** begin SELECTED TEXT **
On this matter, William Atkinson in his book "Life beyond death" related the following:
 
« It is one of the saddest features of earth-life that we find ourselves unable to express to the fullest the creative impulse, the artistic urge, the striving of the genius within us to unfold itself. After passing a certain place in the scale of life, the evolving soul finds within itself the ever present urge of the something within which is striving to express and unfold itself into objective manifestation.
 
It may be the craving to express in art, music, literature, invention; or it may be the insistent desire to be at work remodeling the affairs of the world nearer to the soul’s desire. In all of such cases, it is really the creative impulse at work, striving to “make things” in objective form, in accordance with the pattern or model within the soul. And toward such expression, head, heart and hand is eager to work.
 
But, alas, very few are able to realize in earth-life one tithe of what the soul dreams.
 
The artistic instinct is ever hungering for perfect expression, and yet it is given but the crumbs that fall from the table. The soul is ever thirsting for progress and achievement, and yet it is given but the few drops that trickle from the fountain. If this one life were all — if these longings, cravings, desires, and hunger and thirst of the soul, depended only upon the possibilities of the one earth-life — then indeed would the moaning cry of the pessimists be justified, and the wail of the discouraged be justified. For, in fact, these impulses and cravings are but as the urge of the seed striving to break through its sheaths, that it may put forth stem, branch, blossom and fruit. And the seed can scarce expect to reach the blossom and fruit while it is in the earth.
** end SELECTED TEXT **
** begin DATA ENTRIES **
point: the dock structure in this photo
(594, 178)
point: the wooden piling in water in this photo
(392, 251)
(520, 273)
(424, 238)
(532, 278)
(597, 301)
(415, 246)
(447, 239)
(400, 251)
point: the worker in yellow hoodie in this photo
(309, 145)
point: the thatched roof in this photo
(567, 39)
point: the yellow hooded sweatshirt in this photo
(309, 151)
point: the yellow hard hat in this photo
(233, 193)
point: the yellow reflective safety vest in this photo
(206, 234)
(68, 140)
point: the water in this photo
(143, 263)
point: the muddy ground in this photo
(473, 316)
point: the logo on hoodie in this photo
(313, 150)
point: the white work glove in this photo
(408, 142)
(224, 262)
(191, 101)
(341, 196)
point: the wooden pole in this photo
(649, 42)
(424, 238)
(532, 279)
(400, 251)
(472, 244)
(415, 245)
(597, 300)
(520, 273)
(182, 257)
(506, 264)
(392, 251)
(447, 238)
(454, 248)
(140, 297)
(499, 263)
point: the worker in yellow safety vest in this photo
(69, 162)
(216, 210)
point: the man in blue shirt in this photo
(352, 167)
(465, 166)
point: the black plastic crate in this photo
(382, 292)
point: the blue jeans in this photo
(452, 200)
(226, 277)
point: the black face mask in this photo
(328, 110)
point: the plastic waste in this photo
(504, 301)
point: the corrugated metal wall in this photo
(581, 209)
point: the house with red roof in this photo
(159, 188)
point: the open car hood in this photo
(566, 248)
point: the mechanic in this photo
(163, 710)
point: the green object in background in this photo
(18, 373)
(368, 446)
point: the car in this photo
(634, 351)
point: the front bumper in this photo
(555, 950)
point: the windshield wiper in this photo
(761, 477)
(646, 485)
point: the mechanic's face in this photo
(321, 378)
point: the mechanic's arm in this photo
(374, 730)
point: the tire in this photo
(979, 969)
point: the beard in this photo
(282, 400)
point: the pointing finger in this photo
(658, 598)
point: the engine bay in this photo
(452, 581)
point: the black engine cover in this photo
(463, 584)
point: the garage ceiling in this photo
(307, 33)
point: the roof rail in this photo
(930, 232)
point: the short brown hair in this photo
** end DATA ENTRIES **
GIVEN TASK >> Set down the Atkinson excerpt word for word, from "On this matter, William" up to and including "into objective manifestation.". Nothing in the lines matters for this work.

ANSWER >>
On this matter, William Atkinson in his book "Life beyond death" related the following:
 
« It is one of the saddest features of earth-life that we find ourselves unable to express to the fullest the creative impulse, the artistic urge, the striving of the genius within us to unfold itself. After passing a certain place in the scale of life, the evolving soul finds within itself the ever present urge of the something within which is striving to express and unfold itself into objective manifestation.